---------- Passage to read
Manor House of Charlotte - An approximate $7,200,000 first mortgage loan to Manor House, Inc. went into payment default in November 2001. The property is a three year old, 110 unit assisted living facility in Charlotte, North Carolina. Management's analysis of the future expected cash flows consistent with SFAS 114, historical occupancy of the project and competition in the market area resulted in the recording of a $3,800,000 writedown of this mortgage loan value in the fourth quarter of 2001. In June 2002, the owner and corporate guarantor surrendered possession, provided a deed in lieu of foreclosure to us, made tax payments current, paid $1,016,000 toward the debt and deeded to us an unimproved parcel of land in another state. As a result, we released the parent's guarantee. Prior to our accepting the deed in lieu of foreclosure, the borrower paid $1,175,000 on the loan balance and the remaining loan balance of $2,173,000 was determined to be the fair value of the foreclosed real estate. The property was immediately leased to a new operator in June of 2002. Under the terms of the new lease, we experienced reduced revenue in 2002 compared to 2001. We believe the carrying amount of our net investment in this property at September 30, 2003 of $2,028,000 is realizable.

Two New Jersey Centers - We loaned approximately $18,373,000 to the owners of two New Jersey facilities that opened in early 2000. The facilities generated negative net operating income since opening and had not made loan payments since July 2001. Based on these events and SFAS 114 analyses, we recorded impairments of $5,304,000 during 2001. During the third quarter of 2001, we filed a foreclosure lawsuit against the borrower and separate action against the individual guarantors. On November 6, 2002, the borrowers filed for reorganization under Chapter 11 of the bankruptcy code; however, this action was overturned by the bankruptcy court and NHI continued its foreclosure action. One of the guarantors also filed personal bankruptcy in the first quarter of 2003. The balance of this loan was $13,069,000 at December 31, 2002.
--------------------
Tasks
A. In the mortgage loan passage, reproduce word for word the text from "Two New Jersey Centers" up to and including "December 31, 2002.".
B. According to the mortgage loan passage, on what date did the borrowers of the two New Jersey facilities file for reorganization under Chapter 11?
---------- Dataset entries
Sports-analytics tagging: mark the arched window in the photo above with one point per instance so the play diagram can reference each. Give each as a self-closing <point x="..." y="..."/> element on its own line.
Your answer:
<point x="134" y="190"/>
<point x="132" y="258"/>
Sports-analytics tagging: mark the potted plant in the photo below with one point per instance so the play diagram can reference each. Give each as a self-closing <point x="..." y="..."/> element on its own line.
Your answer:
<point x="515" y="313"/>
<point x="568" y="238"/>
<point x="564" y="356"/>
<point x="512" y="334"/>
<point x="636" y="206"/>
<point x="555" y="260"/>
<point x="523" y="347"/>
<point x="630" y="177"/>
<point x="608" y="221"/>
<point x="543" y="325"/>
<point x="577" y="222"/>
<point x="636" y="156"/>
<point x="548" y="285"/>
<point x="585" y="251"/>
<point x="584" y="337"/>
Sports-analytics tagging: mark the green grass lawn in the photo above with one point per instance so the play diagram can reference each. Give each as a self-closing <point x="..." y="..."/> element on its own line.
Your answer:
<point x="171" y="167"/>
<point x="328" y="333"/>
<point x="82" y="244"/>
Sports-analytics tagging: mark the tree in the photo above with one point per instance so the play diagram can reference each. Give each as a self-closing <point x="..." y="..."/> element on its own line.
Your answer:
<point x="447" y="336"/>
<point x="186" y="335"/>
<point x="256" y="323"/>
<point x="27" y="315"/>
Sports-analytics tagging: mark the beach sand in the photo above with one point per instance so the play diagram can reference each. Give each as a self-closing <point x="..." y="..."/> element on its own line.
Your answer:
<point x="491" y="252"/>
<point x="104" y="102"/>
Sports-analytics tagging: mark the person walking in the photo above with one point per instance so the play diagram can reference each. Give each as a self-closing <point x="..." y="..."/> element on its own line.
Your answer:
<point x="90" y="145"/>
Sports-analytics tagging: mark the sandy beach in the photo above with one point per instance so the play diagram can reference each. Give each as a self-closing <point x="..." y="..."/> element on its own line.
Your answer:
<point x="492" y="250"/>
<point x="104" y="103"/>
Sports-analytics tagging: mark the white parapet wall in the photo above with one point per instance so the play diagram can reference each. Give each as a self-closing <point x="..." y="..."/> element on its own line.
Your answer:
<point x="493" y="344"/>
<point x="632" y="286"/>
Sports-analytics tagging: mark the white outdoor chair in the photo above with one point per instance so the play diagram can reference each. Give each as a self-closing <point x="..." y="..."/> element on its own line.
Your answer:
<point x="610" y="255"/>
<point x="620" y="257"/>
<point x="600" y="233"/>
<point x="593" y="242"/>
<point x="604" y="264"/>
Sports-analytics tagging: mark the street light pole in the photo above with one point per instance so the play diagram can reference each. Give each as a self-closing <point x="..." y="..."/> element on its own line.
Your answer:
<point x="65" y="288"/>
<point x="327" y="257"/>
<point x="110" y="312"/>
--------------------
Solutions to the exercise
A.
Two New Jersey Centers - We loaned approximately $18,373,000 to the owners of two New Jersey facilities that opened in early 2000. The facilities generated negative net operating income since opening and had not made loan payments since July 2001. Based on these events and SFAS 114 analyses, we recorded impairments of $5,304,000 during 2001. During the third quarter of 2001, we filed a foreclosure lawsuit against the borrower and separate action against the individual guarantors. On November 6, 2002, the borrowers filed for reorganization under Chapter 11 of the bankruptcy code; however, this action was overturned by the bankruptcy court and NHI continued its foreclosure action. One of the guarantors also filed personal bankruptcy in the first quarter of 2003. The balance of this loan was $13,069,000 at December 31, 2002.

B. November 6, 2002